Task requirements
Nothing but the lines from the one with "the man with" through the last line of the data should be restated, each word for word.
···
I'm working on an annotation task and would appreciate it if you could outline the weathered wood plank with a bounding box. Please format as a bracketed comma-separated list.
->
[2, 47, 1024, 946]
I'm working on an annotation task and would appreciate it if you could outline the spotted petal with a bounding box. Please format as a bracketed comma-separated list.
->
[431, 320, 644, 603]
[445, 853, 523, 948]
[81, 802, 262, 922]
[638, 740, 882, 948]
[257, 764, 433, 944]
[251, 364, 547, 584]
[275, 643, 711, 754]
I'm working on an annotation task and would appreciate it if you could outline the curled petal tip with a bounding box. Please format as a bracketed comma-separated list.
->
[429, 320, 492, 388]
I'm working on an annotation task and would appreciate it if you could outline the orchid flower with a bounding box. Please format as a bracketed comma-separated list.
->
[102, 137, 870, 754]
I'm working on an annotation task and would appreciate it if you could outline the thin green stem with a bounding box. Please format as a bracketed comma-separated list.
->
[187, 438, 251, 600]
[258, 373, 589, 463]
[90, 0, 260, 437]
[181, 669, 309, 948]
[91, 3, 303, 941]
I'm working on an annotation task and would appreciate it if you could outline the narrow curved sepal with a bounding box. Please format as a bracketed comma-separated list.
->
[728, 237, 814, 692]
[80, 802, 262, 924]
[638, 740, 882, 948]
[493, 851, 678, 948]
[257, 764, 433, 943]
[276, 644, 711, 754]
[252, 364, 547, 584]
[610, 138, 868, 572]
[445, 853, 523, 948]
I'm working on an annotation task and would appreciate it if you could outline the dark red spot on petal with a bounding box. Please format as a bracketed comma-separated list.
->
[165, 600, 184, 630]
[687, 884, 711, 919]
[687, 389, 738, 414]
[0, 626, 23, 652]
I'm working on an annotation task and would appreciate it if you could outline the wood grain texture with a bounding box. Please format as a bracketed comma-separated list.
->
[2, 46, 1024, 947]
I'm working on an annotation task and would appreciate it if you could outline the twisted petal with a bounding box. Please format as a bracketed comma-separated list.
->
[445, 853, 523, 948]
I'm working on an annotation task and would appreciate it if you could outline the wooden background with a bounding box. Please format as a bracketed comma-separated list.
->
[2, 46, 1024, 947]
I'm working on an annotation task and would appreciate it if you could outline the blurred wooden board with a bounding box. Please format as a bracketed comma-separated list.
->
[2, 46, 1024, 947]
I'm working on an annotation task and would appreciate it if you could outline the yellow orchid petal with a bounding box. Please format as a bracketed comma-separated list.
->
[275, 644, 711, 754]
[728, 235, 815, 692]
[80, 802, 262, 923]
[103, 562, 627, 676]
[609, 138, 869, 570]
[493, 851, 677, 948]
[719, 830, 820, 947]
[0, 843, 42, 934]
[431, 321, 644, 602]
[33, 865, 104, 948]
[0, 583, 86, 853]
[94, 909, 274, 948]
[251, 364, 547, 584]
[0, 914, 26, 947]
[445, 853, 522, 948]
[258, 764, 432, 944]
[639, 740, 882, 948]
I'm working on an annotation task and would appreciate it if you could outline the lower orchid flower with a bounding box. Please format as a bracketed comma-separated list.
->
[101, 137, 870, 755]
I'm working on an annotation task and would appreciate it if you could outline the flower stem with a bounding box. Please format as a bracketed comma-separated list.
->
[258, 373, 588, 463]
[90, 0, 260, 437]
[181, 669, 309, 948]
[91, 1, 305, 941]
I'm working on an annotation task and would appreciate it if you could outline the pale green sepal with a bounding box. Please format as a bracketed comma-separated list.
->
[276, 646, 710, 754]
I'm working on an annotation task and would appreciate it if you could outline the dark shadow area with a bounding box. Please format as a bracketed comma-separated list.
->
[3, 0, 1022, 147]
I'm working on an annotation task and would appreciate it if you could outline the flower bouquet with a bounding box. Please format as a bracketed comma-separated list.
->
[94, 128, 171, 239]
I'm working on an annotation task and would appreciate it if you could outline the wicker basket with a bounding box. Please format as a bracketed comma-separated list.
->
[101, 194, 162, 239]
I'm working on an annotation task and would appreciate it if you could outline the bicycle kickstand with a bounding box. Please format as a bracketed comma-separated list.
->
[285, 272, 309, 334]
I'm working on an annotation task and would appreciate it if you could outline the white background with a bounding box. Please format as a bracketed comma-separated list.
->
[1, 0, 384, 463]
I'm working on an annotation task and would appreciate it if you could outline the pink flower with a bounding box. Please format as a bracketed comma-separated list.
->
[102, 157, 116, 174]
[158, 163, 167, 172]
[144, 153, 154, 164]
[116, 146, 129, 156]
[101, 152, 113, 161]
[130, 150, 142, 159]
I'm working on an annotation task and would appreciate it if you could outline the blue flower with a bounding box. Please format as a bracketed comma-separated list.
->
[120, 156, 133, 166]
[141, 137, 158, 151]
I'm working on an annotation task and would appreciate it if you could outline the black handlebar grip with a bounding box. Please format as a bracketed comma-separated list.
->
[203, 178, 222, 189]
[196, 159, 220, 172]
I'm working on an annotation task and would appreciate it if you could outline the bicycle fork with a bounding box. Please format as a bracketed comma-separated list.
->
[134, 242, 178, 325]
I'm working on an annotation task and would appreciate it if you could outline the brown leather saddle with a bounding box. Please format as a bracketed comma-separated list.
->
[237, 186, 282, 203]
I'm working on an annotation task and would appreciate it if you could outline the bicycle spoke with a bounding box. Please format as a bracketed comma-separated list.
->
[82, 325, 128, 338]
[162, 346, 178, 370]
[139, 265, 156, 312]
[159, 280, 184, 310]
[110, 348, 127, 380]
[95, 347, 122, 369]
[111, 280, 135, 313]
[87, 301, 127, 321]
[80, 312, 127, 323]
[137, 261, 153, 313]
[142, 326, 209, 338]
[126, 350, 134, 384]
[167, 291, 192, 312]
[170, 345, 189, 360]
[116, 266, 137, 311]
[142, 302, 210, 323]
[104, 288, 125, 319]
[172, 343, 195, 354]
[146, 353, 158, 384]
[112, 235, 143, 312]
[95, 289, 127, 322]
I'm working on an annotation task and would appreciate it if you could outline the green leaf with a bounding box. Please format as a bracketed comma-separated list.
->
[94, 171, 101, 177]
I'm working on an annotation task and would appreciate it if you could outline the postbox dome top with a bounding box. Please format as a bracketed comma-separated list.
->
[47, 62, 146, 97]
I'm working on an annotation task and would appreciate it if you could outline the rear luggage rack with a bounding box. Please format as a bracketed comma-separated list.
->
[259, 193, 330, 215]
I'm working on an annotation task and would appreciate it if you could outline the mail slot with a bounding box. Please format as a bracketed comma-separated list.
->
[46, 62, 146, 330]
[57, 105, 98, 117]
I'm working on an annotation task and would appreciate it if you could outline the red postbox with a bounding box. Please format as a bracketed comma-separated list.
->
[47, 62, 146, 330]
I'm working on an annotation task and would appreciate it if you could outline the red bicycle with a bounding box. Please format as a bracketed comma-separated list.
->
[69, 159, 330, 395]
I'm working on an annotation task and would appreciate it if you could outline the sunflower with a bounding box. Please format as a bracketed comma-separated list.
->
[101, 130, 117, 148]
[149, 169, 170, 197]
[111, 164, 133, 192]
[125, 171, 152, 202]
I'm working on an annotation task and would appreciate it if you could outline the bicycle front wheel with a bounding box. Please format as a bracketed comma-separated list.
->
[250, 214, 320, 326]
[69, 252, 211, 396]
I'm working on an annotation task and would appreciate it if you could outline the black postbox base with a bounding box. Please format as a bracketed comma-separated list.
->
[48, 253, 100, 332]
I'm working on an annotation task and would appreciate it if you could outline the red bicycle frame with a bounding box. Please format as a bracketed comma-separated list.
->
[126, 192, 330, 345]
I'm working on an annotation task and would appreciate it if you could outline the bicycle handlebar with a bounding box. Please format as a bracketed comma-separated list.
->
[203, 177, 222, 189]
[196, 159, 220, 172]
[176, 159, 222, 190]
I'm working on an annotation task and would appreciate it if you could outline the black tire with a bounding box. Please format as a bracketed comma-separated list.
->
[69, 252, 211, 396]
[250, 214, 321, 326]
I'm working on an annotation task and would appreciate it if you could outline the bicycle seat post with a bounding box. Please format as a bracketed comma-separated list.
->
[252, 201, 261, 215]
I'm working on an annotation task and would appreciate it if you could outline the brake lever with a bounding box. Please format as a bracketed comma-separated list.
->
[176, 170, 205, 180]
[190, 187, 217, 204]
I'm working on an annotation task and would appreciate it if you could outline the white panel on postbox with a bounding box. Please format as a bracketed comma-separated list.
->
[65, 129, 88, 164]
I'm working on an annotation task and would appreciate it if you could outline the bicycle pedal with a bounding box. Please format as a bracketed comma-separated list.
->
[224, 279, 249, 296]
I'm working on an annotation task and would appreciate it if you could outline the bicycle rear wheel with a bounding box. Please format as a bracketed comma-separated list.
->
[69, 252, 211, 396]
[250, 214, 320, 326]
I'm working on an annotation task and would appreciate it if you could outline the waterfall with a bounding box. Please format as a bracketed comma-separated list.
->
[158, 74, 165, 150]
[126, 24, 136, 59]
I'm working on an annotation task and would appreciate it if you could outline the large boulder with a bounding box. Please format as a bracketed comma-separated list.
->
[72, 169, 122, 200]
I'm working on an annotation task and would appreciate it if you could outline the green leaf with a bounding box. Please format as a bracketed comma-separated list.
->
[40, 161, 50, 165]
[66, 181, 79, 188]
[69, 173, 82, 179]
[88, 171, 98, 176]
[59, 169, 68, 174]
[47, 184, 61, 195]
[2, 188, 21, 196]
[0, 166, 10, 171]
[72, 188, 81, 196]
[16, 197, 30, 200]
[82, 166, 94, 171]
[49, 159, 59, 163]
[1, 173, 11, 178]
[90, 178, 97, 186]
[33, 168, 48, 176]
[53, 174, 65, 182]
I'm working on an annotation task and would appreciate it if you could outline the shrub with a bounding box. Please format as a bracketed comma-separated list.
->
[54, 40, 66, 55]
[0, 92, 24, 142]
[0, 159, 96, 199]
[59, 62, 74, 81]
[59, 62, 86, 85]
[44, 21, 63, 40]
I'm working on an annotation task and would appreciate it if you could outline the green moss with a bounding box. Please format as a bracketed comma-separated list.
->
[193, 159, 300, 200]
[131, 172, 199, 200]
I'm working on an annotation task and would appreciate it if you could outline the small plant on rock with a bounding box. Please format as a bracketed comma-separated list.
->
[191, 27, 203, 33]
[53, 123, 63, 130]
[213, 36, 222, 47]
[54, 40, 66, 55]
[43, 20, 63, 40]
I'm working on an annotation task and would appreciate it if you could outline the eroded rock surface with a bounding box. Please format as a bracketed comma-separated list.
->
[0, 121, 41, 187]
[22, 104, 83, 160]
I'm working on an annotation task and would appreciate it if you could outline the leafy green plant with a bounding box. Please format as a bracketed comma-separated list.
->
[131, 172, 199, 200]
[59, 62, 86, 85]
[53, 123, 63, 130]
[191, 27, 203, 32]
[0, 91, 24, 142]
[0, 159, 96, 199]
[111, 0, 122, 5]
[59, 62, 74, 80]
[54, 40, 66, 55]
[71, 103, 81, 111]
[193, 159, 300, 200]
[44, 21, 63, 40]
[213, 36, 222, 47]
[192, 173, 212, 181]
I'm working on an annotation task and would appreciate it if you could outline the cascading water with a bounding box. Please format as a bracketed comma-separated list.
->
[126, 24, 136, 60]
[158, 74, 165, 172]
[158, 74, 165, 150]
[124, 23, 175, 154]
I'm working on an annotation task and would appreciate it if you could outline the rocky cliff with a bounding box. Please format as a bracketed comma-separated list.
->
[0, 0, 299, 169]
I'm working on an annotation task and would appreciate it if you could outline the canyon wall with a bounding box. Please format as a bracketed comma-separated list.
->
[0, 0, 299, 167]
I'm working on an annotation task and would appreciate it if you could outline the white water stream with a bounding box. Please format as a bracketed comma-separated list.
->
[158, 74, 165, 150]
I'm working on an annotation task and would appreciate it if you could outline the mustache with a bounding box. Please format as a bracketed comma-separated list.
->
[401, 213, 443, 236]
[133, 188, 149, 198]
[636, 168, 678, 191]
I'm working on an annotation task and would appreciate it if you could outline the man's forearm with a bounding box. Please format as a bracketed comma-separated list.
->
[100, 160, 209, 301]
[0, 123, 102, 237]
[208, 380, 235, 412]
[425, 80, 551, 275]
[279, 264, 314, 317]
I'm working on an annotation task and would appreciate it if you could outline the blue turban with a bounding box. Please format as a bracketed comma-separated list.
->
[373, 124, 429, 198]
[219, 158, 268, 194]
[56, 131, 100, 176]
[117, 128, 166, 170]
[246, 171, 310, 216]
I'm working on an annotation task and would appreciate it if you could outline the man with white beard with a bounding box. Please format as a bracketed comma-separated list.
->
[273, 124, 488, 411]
···
Your solution
I'm working on an annotation task and would appreciate it if you could outline the man with white beard with a bounding box. Please format as a bracketed comma-separated list.
->
[273, 124, 488, 411]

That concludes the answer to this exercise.